§ **Work to do**
A - Reproduce the Mendix and Java article word for word, starting at "The Java Virtual" and running up to and including "to start looking.".
B - Pick up the Mendix and Java article after its final sentence and carry the text forward.

§ **Passage provided**

Mendix and Java – part I: The basics in a nutshell


When using Mendix you will use it together with Java (JDK) to deploy and run the actual project in a Java Virtual Machine (“JVM”).

The Java Virtual Machine is a container in which the Mendix application is ran. It looks like this:

Or as shown in the Mendix Cloud:


The Permanent Generation (“PermGen”) holds classes and libraries. They are only loaded into the PermGen when they are actually used. It is not part of the Java Heap Space and in Java8 it no longer exists and is replaced by something called “Metadata”. These concepts mostly related to the libraries you add in the userlib directory of your project. Once they are used somewhere in a microflow (through a Java call) they will be added to the PermGen (Java 7 and prior) or the Metadata (Java 8). So if you see any errors related to these two terms, you know where to start looking.


Another interesting area is the “Stack”. This is what holds, among other things, all information about microflows, domain models and other Mendix specific information. Any microflow that is executed will also end up in the stack (see thread stacks in the graph above).

Heap and the GC. And OOM errors.

Next up is the heap space (“Heap”). But before we go into that. Let’s briefly discuss another important part of the JVM: the garbage collector (“GC”).

A GC is responsible for:

  • allocating memory
  • ensuring that any referenced objects remain in memory, and
  • recovering memory used by objects that are no longer reachable from references in executing code.

§ **Data lines**

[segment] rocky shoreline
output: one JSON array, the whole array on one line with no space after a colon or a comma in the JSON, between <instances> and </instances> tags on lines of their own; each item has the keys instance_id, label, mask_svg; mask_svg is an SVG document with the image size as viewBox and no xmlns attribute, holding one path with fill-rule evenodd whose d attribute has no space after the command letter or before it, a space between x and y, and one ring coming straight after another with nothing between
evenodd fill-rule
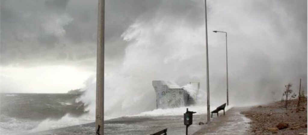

§ **Responses**
A -
The Java Virtual Machine is a container in which the Mendix application is ran. It looks like this:

Or as shown in the Mendix Cloud:


The Permanent Generation (“PermGen”) holds classes and libraries. They are only loaded into the PermGen when they are actually used. It is not part of the Java Heap Space and in Java8 it no longer exists and is replaced by something called “Metadata”. These concepts mostly related to the libraries you add in the userlib directory of your project. Once they are used somewhere in a microflow (through a Java call) they will be added to the PermGen (Java 7 and prior) or the Metadata (Java 8). So if you see any errors related to these two terms, you know where to start looking.

B -
Simply put, any object in the Heap that is currently in use (which is a fairly broad concept) is considered to be alive. Any object that is no longer used is considered dead. The GC takes care of removing all these dead objects to free up memory in the Heap again.

A GC is not responsible for preventing out of memory errors (“OOM errors”) in itself. You could for example keep creating objects indefinitely and since will stay alive until you are done doing so, the GC wouldn’t even touch those objects but you would still end up with an OOM error.

Back to the Heap. We can divide it into three parts:

  1. Eden space (young generation)
  2. Survivor space (young generation)
  3. Tenured generation (=old generation)

When the GC executes a minor garbage collect it will try to clean up all objects in the young generation only. If it fails to clean up an Eden space object it will move that object to the Survivor space. If it has failed to clean up a Survivor space object enough times, it will move it to the Tenured generation. If the Tenured generation grows large enough (around 60% of the total space available to the Heap) it will execute a major garbage collect and try to clean up all objects in both the young and the old generation. So a healthy JVM would have a Heap that goes up and down with regard to its memory usage in the various parts.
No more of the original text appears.